Named object pointing entries:

====

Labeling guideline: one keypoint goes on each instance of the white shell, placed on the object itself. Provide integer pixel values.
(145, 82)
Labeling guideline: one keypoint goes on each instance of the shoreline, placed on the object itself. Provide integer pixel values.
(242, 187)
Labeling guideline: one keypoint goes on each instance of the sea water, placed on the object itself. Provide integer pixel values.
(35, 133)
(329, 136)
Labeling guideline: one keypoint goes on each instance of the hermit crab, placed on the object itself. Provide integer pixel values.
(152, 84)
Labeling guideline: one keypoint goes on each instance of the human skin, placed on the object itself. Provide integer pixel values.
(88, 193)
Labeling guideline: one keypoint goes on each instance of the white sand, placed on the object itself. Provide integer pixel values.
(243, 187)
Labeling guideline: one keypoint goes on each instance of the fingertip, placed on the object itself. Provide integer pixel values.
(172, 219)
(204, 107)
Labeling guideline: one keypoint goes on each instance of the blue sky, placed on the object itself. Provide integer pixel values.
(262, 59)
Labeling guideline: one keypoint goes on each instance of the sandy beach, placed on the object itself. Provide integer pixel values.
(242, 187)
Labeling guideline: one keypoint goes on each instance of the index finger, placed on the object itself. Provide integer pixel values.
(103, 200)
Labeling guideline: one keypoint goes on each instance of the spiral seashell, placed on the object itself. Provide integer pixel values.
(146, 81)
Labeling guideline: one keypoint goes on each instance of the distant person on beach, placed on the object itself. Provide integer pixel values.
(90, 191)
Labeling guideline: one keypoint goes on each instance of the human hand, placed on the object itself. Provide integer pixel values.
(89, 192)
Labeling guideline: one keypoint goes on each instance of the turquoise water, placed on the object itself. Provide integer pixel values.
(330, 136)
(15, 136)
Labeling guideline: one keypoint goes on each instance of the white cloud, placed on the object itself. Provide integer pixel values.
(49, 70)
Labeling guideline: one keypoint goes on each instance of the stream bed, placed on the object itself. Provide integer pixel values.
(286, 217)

====

# Given task:
All of the material above needs to be retyped word for word.

# Answer to the exercise:
Labeling guideline: one keypoint goes on each instance of the white shell, placed on the object itself. Provide integer pixel values.
(145, 82)
Labeling guideline: one keypoint goes on each instance of the shoreline, placed on the object itself. Provide integer pixel values.
(242, 187)
Labeling guideline: one keypoint goes on each instance of the sea water, placed on the object itself. Provide integer pixel values.
(35, 133)
(329, 136)
Labeling guideline: one keypoint goes on each instance of the hermit crab, placed on the object itself. Provide integer pixel values.
(152, 84)
Labeling guideline: one keypoint goes on each instance of the human skin, placed on the object itself. Provide integer pixel values.
(88, 193)
Labeling guideline: one keypoint goes on each instance of the white sand, placed on the object itself. Provide integer pixel values.
(243, 187)
Labeling guideline: one keypoint goes on each instance of the fingertip, placed on the object itself. Provide integer pixel values.
(172, 219)
(204, 107)
Labeling guideline: one keypoint goes on each instance of the blue sky, placed on the object itself. Provide integer pixel values.
(262, 59)
Labeling guideline: one keypoint goes on each instance of the sandy beach, placed on the object itself. Provide integer pixel values.
(242, 187)
Labeling guideline: one keypoint goes on each instance of the index finger, placed on the object itself. Provide integer pixel values.
(103, 200)
Labeling guideline: one keypoint goes on each instance of the spiral seashell, placed on the object itself. Provide integer pixel values.
(146, 81)
Labeling guideline: one keypoint goes on each instance of the distant person on beach, placed on the object itself. Provide integer pixel values.
(90, 191)
Labeling guideline: one keypoint goes on each instance of the human hand, placed on the object itself. Provide integer pixel values.
(89, 192)
Labeling guideline: one keypoint goes on each instance of the turquoise water, placed on the object itself. Provide integer pixel values.
(330, 136)
(15, 136)
Labeling guideline: one keypoint goes on each instance of the white cloud, placed on the object itself. Provide integer pixel values.
(49, 70)
Labeling guideline: one keypoint goes on each instance of the stream bed, placed on the object itself. Provide integer pixel values.
(286, 217)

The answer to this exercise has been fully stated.